PROBLEM STATEMENT = The lines below starting at the line containing "TARGET = hoodie sleeve" and ending at the line containing "TARGET = smiling face" are to be repeated exactly, with both ends kept and nothing else added.

AVAILABLE DATA =
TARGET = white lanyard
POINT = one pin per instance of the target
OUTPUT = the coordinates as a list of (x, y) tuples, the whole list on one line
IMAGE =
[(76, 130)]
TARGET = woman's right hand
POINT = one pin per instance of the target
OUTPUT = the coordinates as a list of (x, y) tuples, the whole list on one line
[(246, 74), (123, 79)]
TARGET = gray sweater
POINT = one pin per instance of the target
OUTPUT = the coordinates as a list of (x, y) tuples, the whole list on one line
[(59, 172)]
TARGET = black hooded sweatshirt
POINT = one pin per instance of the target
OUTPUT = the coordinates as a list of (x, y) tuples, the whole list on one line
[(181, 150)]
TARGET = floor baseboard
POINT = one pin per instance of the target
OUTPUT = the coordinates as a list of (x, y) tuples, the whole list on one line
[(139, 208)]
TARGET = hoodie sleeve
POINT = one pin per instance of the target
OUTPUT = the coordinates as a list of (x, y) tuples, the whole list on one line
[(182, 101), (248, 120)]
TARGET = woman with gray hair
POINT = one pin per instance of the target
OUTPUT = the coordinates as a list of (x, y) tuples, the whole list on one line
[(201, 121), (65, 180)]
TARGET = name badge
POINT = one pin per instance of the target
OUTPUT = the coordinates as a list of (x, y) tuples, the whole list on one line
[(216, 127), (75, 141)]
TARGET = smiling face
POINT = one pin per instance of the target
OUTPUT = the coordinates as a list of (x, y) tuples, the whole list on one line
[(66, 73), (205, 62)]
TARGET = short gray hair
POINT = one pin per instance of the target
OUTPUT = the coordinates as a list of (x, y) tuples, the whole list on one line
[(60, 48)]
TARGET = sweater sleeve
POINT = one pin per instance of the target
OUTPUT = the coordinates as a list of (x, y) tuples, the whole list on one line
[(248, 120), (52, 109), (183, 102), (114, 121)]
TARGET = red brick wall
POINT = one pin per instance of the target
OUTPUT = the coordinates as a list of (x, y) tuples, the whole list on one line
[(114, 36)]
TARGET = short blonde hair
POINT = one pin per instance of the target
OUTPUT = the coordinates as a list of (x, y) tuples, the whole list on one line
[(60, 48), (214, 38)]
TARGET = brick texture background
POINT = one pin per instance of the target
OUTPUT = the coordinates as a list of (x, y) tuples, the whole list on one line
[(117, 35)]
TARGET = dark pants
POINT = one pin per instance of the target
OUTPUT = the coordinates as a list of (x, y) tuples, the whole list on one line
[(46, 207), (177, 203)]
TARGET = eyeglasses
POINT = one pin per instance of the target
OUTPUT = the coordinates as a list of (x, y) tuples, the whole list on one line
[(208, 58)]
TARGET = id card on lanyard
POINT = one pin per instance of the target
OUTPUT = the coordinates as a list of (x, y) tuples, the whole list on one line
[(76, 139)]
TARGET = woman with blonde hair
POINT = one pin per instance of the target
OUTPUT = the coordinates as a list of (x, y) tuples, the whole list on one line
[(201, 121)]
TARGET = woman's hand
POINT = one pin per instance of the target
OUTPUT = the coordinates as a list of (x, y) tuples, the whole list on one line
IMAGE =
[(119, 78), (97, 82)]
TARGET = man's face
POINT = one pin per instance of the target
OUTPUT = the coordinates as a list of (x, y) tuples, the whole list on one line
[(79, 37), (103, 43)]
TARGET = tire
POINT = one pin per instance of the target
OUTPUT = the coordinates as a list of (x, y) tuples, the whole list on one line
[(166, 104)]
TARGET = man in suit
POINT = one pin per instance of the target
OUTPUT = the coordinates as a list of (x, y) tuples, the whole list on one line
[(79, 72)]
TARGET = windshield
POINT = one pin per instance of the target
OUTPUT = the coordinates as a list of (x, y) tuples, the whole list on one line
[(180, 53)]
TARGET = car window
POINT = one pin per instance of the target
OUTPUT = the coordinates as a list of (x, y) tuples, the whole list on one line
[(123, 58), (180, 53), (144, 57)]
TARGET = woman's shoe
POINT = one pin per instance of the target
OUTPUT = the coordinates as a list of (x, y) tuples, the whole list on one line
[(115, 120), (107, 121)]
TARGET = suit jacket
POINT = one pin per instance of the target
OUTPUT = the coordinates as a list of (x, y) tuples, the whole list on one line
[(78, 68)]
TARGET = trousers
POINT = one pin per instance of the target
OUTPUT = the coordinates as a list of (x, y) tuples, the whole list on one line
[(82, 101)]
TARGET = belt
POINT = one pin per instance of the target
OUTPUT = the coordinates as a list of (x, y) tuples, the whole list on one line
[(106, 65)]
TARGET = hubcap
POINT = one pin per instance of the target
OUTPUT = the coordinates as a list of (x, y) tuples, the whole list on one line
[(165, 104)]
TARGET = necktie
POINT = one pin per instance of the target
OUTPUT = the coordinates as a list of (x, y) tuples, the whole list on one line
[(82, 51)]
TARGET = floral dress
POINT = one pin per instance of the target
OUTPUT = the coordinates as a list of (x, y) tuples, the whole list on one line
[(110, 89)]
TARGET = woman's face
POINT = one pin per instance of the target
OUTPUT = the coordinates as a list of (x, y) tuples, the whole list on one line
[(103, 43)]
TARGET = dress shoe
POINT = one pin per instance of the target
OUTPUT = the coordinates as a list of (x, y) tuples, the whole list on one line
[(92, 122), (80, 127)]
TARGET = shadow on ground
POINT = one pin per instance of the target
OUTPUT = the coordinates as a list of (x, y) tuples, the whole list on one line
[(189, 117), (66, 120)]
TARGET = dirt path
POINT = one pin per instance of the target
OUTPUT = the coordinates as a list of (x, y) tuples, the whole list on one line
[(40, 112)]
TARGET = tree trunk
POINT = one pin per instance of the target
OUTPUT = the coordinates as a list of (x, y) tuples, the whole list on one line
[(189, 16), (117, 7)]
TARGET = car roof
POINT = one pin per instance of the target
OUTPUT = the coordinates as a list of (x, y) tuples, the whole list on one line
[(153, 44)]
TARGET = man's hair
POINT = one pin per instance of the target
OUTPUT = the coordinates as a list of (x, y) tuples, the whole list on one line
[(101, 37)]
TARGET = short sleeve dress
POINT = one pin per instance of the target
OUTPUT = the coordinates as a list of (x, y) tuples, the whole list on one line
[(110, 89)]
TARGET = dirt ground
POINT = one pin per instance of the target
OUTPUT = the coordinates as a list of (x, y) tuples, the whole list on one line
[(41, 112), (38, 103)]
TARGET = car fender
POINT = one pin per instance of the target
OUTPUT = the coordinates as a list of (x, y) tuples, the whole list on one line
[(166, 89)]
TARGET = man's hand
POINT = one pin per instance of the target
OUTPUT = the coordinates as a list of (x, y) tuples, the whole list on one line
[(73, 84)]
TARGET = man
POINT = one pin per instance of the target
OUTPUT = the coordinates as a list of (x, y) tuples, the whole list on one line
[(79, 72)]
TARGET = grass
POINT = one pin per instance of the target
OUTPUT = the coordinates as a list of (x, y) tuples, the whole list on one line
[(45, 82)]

WRITTEN RESPONSE =
TARGET = hoodie sleeve
POINT = one pin per instance of the target
OUTPUT = the coordinates as a list of (x, y) tuples, the whole list on one line
[(182, 101), (248, 120)]
TARGET = woman with gray hair
POINT = one pin per instance of the target
OUTPUT = the coordinates as a list of (x, y) tuples, the whole list on one line
[(201, 121), (65, 180)]
TARGET = name badge
POINT = one pin per instance of the target
OUTPUT = the coordinates as a list of (x, y) tuples, the whole list on one line
[(216, 127), (75, 141)]
TARGET = smiling face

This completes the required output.